SUMMARY OF INVENTION

However, the problem with this known approach is that the application on the 2nd screen is not reactive enough if the time period chosen is long, and that the application stops unnecessarily if the time period chosen is short and the content contains for a longer period non-watermark-friendly parts.
This problem is solved by the method disclosed in claim 1.
An apparatus that utilises this method is disclosed in claim 2.
Advantageous additional embodiments of the invention are disclosed in the respective dependent claims.
In synchronising via audio watermarking a 2nd screen device or application with a main or 1st screen device like a TV, the invention is related to determining whether audio watermarking detection in the 2nd screen device is not possible due to non-watermark-friendly audio content, or due to the fact the content has stopped, e.g. due to user action or advertisements.
According to the invention, in the 2nd screen device watermark detector, additional information is used about which level of detection strength can be expected for a certain watermarking symbol. The corresponding detection strength level metadata is generated during or after the embedding process in a studio that produces the video/audio content supplied to the 1st screen device, and is loaded on the 2nd screen device before watermark detection. The advantage is that any 1st screen device (e.g. a facile TV receiver) on the market can be used for the inventive audio watermarking based synchronisation processing.

☆ ☆ ☆ ☆ ☆

[REQUEST 1]
Select every line of the listing that contains the word "corrugated", matching case exactly.
The text above has no connection to the listing that follows it.

[Source records]
☆ ☆ ☆ ☆ ☆

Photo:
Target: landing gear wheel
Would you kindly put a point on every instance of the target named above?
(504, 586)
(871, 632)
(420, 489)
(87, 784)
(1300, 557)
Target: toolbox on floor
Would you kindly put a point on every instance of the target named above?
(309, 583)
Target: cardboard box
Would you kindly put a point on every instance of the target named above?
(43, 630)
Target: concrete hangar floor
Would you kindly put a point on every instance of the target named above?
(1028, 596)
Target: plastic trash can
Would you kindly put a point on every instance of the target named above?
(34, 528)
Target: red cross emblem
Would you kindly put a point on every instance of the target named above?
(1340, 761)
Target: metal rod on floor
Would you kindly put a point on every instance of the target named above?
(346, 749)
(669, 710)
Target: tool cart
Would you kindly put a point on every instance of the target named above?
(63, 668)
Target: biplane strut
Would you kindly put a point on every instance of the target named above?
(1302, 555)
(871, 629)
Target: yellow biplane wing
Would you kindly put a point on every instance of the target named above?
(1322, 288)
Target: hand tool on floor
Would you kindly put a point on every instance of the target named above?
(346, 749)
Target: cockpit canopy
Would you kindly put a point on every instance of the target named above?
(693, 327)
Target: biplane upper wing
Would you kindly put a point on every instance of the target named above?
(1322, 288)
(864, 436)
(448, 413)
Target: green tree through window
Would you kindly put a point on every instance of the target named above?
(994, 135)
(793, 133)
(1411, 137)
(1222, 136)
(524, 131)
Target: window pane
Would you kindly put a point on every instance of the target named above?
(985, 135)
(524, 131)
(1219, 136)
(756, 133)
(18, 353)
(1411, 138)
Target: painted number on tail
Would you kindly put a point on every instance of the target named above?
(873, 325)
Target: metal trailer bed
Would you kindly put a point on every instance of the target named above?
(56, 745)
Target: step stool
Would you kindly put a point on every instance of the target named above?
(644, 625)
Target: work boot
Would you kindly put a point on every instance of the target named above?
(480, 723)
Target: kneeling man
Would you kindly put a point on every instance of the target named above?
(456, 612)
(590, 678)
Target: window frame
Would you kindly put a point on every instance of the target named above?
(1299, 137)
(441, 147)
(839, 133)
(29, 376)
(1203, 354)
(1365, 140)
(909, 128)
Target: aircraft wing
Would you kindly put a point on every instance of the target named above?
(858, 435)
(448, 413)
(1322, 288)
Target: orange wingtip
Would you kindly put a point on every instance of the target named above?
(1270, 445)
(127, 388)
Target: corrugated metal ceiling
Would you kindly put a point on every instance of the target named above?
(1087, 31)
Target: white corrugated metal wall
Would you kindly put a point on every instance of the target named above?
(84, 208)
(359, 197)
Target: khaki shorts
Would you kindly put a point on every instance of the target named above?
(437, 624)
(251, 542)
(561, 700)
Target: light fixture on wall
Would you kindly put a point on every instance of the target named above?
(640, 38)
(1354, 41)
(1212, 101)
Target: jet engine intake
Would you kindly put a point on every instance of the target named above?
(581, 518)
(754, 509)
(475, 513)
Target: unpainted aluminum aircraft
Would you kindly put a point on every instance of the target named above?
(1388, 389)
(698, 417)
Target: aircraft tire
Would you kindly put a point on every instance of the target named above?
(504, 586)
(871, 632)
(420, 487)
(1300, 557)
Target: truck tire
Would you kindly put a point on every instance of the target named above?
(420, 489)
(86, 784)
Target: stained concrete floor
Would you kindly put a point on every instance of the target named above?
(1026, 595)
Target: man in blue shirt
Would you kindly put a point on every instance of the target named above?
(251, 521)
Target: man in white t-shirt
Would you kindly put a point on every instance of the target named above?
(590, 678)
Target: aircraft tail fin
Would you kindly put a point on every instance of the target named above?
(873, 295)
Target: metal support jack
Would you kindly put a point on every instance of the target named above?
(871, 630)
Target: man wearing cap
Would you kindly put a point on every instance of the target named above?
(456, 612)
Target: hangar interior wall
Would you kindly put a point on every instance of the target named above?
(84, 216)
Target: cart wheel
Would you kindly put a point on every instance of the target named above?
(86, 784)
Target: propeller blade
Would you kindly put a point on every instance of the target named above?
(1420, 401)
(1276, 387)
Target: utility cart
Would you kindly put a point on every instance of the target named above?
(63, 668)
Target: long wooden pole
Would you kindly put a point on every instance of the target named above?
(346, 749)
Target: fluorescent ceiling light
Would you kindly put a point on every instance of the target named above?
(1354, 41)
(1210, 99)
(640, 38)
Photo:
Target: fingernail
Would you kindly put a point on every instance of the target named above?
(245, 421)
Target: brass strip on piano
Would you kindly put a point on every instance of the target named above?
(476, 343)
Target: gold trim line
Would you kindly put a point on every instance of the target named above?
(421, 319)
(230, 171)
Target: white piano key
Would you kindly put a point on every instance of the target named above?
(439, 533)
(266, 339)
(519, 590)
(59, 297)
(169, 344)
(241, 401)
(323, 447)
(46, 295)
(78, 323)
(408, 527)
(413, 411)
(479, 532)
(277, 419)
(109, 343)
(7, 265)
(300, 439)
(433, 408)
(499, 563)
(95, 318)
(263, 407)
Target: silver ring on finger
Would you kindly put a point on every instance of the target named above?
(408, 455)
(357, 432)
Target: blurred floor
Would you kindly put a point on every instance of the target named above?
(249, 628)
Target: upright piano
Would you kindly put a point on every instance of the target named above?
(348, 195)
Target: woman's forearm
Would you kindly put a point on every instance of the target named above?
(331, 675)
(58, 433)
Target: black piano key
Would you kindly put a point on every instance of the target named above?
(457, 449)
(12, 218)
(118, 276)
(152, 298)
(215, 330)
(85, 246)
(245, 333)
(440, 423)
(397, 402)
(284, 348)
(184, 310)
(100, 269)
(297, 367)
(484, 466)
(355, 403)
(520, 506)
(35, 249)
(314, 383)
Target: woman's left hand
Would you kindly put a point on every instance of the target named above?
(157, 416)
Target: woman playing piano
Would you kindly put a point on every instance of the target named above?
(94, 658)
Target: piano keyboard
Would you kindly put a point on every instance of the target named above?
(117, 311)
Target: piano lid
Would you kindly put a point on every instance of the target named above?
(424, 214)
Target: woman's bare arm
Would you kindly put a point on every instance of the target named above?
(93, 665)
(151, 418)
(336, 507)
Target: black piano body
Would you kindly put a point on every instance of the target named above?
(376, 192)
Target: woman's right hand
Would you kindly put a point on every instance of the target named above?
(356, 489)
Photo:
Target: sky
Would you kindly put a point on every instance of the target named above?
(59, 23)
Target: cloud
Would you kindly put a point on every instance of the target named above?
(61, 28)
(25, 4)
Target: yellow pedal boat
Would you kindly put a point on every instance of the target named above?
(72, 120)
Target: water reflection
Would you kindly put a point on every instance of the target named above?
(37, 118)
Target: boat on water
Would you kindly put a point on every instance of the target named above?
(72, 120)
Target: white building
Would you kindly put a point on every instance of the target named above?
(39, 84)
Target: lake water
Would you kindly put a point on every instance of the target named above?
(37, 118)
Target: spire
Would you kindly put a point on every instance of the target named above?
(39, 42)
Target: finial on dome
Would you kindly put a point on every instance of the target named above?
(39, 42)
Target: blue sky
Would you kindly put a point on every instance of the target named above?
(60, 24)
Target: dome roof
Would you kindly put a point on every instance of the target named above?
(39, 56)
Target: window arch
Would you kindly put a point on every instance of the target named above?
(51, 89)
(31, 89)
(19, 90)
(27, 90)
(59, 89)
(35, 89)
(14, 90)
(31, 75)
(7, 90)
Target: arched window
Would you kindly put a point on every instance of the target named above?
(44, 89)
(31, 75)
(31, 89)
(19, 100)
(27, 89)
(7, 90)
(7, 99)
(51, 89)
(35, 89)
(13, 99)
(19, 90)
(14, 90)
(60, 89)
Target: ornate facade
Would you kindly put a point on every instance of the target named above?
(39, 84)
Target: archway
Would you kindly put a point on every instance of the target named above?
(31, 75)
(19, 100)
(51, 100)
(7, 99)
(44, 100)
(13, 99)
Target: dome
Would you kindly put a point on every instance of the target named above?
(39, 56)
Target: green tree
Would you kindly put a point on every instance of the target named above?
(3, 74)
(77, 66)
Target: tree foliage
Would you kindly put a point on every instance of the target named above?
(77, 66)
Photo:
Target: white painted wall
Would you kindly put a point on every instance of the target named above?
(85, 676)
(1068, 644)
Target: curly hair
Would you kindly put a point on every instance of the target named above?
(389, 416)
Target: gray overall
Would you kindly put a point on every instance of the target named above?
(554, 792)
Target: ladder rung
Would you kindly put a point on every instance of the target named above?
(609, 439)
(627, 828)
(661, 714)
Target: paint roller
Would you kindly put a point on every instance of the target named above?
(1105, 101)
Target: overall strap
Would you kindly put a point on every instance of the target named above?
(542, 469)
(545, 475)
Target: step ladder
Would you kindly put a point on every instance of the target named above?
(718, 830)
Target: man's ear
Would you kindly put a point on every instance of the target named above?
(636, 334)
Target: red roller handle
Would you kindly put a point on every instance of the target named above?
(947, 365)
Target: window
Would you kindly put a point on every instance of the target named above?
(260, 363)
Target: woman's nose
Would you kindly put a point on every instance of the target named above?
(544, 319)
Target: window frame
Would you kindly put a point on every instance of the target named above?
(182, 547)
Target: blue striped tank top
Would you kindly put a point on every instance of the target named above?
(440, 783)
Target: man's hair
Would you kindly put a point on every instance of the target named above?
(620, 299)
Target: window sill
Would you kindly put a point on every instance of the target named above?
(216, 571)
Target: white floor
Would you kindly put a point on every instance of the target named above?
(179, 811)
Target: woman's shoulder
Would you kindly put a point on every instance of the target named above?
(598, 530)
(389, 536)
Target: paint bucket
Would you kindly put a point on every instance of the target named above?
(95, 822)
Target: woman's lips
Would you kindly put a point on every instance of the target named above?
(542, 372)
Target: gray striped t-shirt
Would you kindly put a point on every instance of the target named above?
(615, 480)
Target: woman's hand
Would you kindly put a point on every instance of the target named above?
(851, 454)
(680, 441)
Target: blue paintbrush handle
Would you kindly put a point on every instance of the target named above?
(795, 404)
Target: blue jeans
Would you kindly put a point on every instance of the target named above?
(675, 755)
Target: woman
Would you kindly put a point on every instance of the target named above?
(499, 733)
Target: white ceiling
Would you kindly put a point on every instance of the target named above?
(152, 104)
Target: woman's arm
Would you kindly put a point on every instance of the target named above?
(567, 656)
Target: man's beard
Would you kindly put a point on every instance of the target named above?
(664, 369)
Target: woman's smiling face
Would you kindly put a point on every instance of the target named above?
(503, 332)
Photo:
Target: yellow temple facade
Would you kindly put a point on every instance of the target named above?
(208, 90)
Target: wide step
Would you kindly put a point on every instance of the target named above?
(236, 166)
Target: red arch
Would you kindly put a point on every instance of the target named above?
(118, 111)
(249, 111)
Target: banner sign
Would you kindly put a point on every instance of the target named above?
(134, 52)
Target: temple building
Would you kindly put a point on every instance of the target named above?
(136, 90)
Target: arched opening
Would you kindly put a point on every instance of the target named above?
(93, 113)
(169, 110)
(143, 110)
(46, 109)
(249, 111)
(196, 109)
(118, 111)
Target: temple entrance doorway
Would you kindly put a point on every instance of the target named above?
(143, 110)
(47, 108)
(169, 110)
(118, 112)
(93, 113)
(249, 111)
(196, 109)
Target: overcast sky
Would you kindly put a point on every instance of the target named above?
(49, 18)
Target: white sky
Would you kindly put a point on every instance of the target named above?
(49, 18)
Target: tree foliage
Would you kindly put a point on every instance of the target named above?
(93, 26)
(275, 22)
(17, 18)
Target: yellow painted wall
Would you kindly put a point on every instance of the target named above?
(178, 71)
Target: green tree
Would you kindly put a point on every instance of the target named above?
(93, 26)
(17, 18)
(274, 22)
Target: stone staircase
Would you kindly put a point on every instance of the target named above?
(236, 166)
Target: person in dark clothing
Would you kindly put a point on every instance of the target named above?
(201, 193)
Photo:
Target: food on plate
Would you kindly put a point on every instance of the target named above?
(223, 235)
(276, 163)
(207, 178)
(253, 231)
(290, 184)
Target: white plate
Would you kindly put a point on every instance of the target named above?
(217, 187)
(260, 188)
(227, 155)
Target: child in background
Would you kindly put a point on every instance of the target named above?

☆ ☆ ☆ ☆ ☆

[REQUEST 2]
Decide whether each statement agrees with the patent summary above, answering yes or no and quoting the deciding words of the summary: (a) the detection strength level metadata is loaded on the 2nd screen device before watermark detection; (b) the invention needs a specially adapted TV receiver as the 1st screen device; (c) the method is disclosed in claim 2.

[COMPLETE OUTPUT 1]
Target: corrugated metal ceiling
Target: white corrugated metal wall

[COMPLETE OUTPUT 2]
(a) Yes: "is loaded on the 2nd screen device before watermark detection"
(b) No: "any 1st screen device (e.g. a facile TV receiver) on the market can be used for the inventive audio watermarking based synchronisation processing"
(c) No: "This problem is solved by the method disclosed in claim 1."